Copy word for word the lines of the records below, from the line that contains "Mark one point on every instance of the tree" through the end of the records.

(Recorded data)
** START **
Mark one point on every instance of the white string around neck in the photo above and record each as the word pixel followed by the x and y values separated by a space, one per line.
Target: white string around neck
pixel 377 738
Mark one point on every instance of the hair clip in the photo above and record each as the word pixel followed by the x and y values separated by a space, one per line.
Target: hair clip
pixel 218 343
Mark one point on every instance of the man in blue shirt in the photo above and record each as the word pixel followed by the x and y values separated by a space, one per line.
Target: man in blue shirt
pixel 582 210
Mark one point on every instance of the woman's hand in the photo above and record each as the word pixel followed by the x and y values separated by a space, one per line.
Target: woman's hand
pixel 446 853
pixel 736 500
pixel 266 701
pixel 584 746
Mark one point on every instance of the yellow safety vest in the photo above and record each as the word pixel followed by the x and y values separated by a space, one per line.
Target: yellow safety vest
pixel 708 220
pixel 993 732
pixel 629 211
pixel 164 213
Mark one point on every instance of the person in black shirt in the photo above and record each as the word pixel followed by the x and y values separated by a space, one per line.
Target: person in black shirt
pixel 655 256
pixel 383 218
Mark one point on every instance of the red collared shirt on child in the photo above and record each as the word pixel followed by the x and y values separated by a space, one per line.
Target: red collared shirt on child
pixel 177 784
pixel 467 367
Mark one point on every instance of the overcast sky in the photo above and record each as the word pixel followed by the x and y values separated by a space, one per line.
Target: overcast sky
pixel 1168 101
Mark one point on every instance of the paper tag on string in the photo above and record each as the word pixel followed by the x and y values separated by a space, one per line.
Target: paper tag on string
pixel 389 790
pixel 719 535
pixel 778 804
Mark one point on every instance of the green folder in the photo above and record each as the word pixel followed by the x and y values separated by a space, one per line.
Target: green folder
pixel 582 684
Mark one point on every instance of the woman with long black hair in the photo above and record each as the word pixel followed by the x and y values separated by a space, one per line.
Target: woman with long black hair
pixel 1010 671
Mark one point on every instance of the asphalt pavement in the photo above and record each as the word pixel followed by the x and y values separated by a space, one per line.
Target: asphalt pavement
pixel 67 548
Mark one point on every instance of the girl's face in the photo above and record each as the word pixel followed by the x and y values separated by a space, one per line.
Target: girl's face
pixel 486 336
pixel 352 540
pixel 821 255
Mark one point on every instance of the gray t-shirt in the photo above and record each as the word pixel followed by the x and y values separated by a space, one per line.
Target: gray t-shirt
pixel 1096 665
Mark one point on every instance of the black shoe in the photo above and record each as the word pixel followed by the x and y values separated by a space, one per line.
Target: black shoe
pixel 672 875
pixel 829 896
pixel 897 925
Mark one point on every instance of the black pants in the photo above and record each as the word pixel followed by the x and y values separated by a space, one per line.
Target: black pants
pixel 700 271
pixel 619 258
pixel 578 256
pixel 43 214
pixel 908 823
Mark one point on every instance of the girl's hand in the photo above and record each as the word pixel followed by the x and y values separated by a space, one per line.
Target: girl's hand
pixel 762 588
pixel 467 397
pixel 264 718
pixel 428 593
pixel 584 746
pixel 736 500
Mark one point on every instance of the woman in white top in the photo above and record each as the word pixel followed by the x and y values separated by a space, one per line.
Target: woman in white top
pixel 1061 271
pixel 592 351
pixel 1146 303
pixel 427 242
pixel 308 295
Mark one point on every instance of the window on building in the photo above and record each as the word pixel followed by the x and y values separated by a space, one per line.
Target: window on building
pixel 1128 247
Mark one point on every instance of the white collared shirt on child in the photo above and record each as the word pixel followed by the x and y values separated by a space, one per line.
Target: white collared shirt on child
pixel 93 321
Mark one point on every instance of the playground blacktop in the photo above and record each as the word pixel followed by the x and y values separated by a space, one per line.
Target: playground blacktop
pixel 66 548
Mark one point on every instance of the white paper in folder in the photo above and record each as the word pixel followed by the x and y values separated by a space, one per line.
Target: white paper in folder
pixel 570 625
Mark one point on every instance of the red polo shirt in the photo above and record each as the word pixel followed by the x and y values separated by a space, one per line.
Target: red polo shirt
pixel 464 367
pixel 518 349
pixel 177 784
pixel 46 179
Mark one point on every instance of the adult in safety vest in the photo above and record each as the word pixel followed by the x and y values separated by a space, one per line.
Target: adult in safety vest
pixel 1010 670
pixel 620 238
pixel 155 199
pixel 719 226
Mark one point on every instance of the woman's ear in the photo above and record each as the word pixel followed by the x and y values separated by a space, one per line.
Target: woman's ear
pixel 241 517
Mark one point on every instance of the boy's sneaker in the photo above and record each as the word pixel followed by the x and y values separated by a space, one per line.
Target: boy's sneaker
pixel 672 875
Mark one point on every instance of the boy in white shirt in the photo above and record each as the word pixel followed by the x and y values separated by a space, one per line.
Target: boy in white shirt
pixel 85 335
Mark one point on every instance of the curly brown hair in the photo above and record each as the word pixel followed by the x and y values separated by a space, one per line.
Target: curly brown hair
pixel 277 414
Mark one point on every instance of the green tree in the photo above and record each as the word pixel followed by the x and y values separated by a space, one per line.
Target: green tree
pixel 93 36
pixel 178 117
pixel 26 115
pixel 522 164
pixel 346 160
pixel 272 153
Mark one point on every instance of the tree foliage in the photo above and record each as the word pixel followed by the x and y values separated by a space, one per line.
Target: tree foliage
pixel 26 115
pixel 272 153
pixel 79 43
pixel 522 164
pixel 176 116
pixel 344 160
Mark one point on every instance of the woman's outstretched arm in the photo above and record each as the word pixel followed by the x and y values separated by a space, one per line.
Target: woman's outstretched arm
** END **
# Solution for this task
Mark one point on every instance of the tree foliage in the photo above and record each as the word pixel followed by the x and y values separated by a space, one per line.
Target: tree foliage
pixel 26 115
pixel 272 153
pixel 79 43
pixel 522 164
pixel 176 116
pixel 344 160
Mark one point on every instance of the woman's outstretched arm in the photo above and record each as the word pixel followed by the x and y values separated by a space, one per line.
Target: woman's outstretched arm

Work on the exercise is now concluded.